Stored data
===============

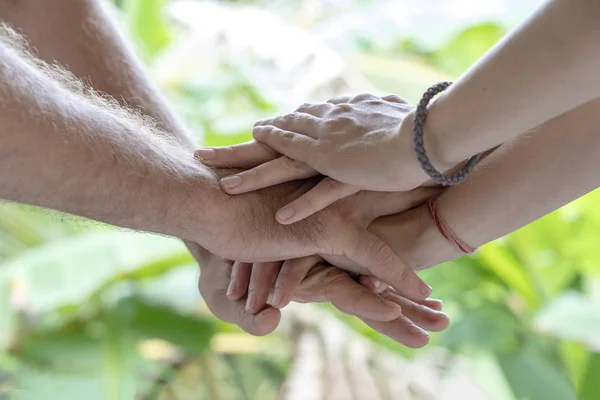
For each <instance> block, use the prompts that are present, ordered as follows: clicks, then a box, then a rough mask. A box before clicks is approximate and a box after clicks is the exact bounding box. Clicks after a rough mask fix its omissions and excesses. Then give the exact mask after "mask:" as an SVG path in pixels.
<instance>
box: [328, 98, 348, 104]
mask: <svg viewBox="0 0 600 400" xmlns="http://www.w3.org/2000/svg"><path fill="white" fill-rule="evenodd" d="M350 99H351V97H350V96H338V97H335V98H333V99H331V100H327V102H328V103H331V104H336V105H337V104H344V103H347V102H349V101H350Z"/></svg>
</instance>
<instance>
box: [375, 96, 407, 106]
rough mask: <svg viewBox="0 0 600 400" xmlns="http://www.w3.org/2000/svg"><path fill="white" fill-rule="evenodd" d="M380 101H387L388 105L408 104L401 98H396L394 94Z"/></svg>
mask: <svg viewBox="0 0 600 400" xmlns="http://www.w3.org/2000/svg"><path fill="white" fill-rule="evenodd" d="M382 99H383V100H385V101H389V102H390V103H400V104H410V103H409V102H408V101H407V100H404V99H403V98H402V97H399V96H396V95H395V94H390V95H387V96H383V97H382Z"/></svg>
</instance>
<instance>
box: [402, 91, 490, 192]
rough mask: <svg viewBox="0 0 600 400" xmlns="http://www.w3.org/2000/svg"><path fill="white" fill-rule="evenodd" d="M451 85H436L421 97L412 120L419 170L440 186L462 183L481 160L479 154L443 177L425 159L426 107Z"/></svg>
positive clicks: (415, 151)
mask: <svg viewBox="0 0 600 400" xmlns="http://www.w3.org/2000/svg"><path fill="white" fill-rule="evenodd" d="M450 85H452V82H440V83H436V84H435V85H433V86H432V87H430V88H429V89H427V91H426V92H425V94H424V95H423V98H421V101H419V104H418V105H417V109H416V110H415V116H414V119H413V123H414V124H413V125H414V127H413V134H414V136H413V141H414V145H415V152H416V153H417V159H418V160H419V163H420V164H421V168H423V171H425V172H426V173H427V175H429V177H431V179H433V180H434V181H435V182H436V183H437V184H439V185H442V186H452V185H456V184H458V183H461V182H463V181H464V180H465V179H467V177H468V176H469V173H470V172H471V170H472V169H473V168H474V167H475V165H477V162H478V161H479V159H480V158H481V153H479V154H476V155H474V156H472V157H471V158H469V159H468V160H467V163H466V164H465V166H464V167H463V168H462V169H461V170H460V171H458V172H457V173H455V174H452V175H444V174H443V173H441V172H440V171H438V170H437V169H436V168H435V167H434V166H433V164H431V161H430V160H429V157H427V153H426V152H425V145H424V143H423V127H424V125H425V117H426V116H427V106H428V105H429V102H430V101H431V99H432V98H433V97H434V96H435V95H436V94H438V93H440V92H443V91H444V90H446V89H447V88H448V87H450Z"/></svg>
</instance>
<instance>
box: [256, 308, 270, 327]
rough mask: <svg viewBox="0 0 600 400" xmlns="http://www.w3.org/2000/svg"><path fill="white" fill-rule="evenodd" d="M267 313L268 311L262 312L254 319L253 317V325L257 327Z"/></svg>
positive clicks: (256, 316)
mask: <svg viewBox="0 0 600 400" xmlns="http://www.w3.org/2000/svg"><path fill="white" fill-rule="evenodd" d="M268 312H269V310H268V309H267V310H263V311H262V312H261V313H260V314H258V315H257V316H256V317H254V324H255V325H258V324H260V321H261V320H262V319H263V318H264V316H265V315H267V313H268Z"/></svg>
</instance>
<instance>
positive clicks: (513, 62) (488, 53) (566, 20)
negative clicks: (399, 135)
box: [404, 0, 600, 169]
mask: <svg viewBox="0 0 600 400" xmlns="http://www.w3.org/2000/svg"><path fill="white" fill-rule="evenodd" d="M599 20H600V3H599V2H597V1H594V0H553V1H549V2H548V3H547V4H546V5H544V6H543V7H541V8H540V9H539V10H538V11H537V12H536V13H535V14H534V15H532V16H531V17H530V18H529V19H528V20H527V21H526V22H525V23H524V24H522V25H521V26H520V27H519V28H518V29H516V30H515V31H514V32H512V33H511V34H509V35H508V37H506V38H505V39H504V40H502V41H501V42H500V43H499V44H498V45H497V46H496V47H494V48H493V49H492V50H491V51H490V52H489V53H488V54H487V55H486V56H484V57H483V58H482V59H481V60H480V61H479V62H478V63H477V64H476V65H474V66H473V67H472V68H471V69H470V70H469V71H468V72H467V73H465V74H464V75H463V76H462V77H461V78H460V79H459V80H458V81H457V82H456V83H455V84H454V85H453V86H452V87H450V88H449V89H448V90H446V91H445V92H444V93H443V94H441V95H440V96H439V99H438V100H437V101H435V102H434V103H433V104H432V105H431V107H430V111H429V114H428V118H427V126H426V132H425V143H426V147H427V149H428V151H429V152H430V155H431V158H432V161H433V162H434V165H436V166H437V167H438V169H445V168H448V167H450V166H453V165H454V164H456V163H457V162H460V161H462V160H465V159H466V158H468V157H469V156H471V155H473V154H476V153H478V152H481V151H483V150H487V149H489V148H492V147H494V146H496V145H498V144H501V143H504V142H507V141H510V140H512V139H513V138H515V137H516V136H517V135H519V134H521V133H522V132H527V131H528V130H530V129H532V128H534V127H536V126H537V125H539V124H542V123H544V122H546V121H548V120H549V119H552V118H554V117H555V116H558V115H560V114H562V113H564V112H566V111H568V110H570V109H574V108H576V107H578V106H579V105H581V104H584V103H586V102H588V101H590V100H592V99H595V98H597V97H598V96H599V95H600V80H599V79H598V70H600V46H599V44H598V43H600V25H599V24H598V21H599ZM408 125H411V124H406V125H405V127H404V128H405V129H406V135H404V136H406V139H407V140H411V137H412V132H411V130H412V126H408ZM406 147H407V148H408V149H412V146H406ZM409 156H411V157H414V155H409ZM415 161H416V160H415Z"/></svg>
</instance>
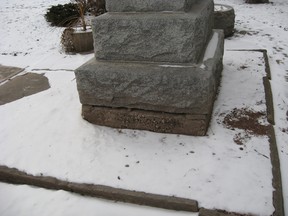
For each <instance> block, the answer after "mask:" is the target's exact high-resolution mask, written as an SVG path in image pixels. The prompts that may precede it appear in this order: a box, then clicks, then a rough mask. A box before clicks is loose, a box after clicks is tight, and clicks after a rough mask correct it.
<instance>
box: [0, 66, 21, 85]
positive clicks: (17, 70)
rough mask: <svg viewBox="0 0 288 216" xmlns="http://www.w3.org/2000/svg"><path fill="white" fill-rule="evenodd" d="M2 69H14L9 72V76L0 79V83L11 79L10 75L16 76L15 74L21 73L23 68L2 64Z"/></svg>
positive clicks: (10, 69) (0, 69)
mask: <svg viewBox="0 0 288 216" xmlns="http://www.w3.org/2000/svg"><path fill="white" fill-rule="evenodd" d="M1 68H2V69H4V70H14V72H13V73H11V74H10V75H9V76H7V77H5V78H3V79H0V84H1V83H3V82H5V81H7V80H9V79H11V78H12V77H14V76H16V75H17V74H19V73H21V72H22V71H24V70H25V69H24V68H18V67H10V66H4V65H0V70H1Z"/></svg>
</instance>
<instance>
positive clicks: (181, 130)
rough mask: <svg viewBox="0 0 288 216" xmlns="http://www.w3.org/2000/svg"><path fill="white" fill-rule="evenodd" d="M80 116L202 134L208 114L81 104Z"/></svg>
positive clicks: (165, 129) (133, 128)
mask: <svg viewBox="0 0 288 216" xmlns="http://www.w3.org/2000/svg"><path fill="white" fill-rule="evenodd" d="M82 116H83V118H84V119H86V120H88V121H89V122H91V123H93V124H97V125H103V126H108V127H113V128H121V129H126V128H133V129H138V130H149V131H154V132H160V133H174V134H186V135H194V136H204V135H205V134H206V130H207V125H208V124H209V119H210V116H208V115H185V114H170V113H163V112H151V111H142V110H130V109H125V108H116V109H115V108H108V107H96V106H91V105H83V106H82Z"/></svg>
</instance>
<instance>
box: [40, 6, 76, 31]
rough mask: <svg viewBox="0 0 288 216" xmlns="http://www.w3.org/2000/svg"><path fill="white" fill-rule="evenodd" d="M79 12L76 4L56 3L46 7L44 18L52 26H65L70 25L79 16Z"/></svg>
mask: <svg viewBox="0 0 288 216" xmlns="http://www.w3.org/2000/svg"><path fill="white" fill-rule="evenodd" d="M79 16H80V15H79V12H78V10H77V6H76V4H73V3H68V4H64V5H61V4H58V5H56V6H55V5H54V6H51V7H50V8H48V10H47V13H46V14H45V19H46V20H47V22H50V23H51V25H52V26H61V27H67V26H71V25H72V24H73V23H74V22H75V21H76V20H78V18H79Z"/></svg>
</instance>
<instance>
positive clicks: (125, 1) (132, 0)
mask: <svg viewBox="0 0 288 216" xmlns="http://www.w3.org/2000/svg"><path fill="white" fill-rule="evenodd" d="M196 1H198V0H177V1H176V0H106V9H107V11H108V12H148V11H149V12H151V11H157V12H159V11H189V10H190V9H191V8H192V5H193V4H194V3H195V2H196Z"/></svg>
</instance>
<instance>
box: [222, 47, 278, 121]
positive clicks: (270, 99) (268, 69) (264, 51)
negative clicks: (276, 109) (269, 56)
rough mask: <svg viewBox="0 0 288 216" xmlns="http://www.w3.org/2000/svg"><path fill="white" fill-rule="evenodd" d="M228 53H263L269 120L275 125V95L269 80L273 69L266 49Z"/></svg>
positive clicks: (264, 79)
mask: <svg viewBox="0 0 288 216" xmlns="http://www.w3.org/2000/svg"><path fill="white" fill-rule="evenodd" d="M227 51H248V52H249V51H251V52H261V53H263V58H264V62H265V72H266V77H263V84H264V89H265V99H266V106H267V120H268V122H269V123H270V124H272V125H275V119H274V107H273V95H272V90H271V85H270V82H269V80H271V69H270V65H269V58H268V55H267V50H266V49H229V50H227Z"/></svg>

===============

• **Work to be completed**:
Output the lines of the data exactly, starting at the first and ending with the line that has "box: [375, 96, 407, 106]". Pictures are not part of it.

• **Response for this exercise**:
For each <instance> block, use the prompts that are present, ordered as follows: clicks, then a box, then a rough mask. A box before clicks is approximate and a box after clicks is the exact bounding box. Clicks after a rough mask fix its omissions and excesses. Then give the exact mask after "mask:" as an SVG path in pixels.
<instance>
box: [328, 98, 348, 104]
mask: <svg viewBox="0 0 600 400" xmlns="http://www.w3.org/2000/svg"><path fill="white" fill-rule="evenodd" d="M350 99H351V97H350V96H338V97H335V98H333V99H331V100H327V102H328V103H331V104H336V105H337V104H344V103H347V102H349V101H350Z"/></svg>
</instance>
<instance>
box: [375, 96, 407, 106]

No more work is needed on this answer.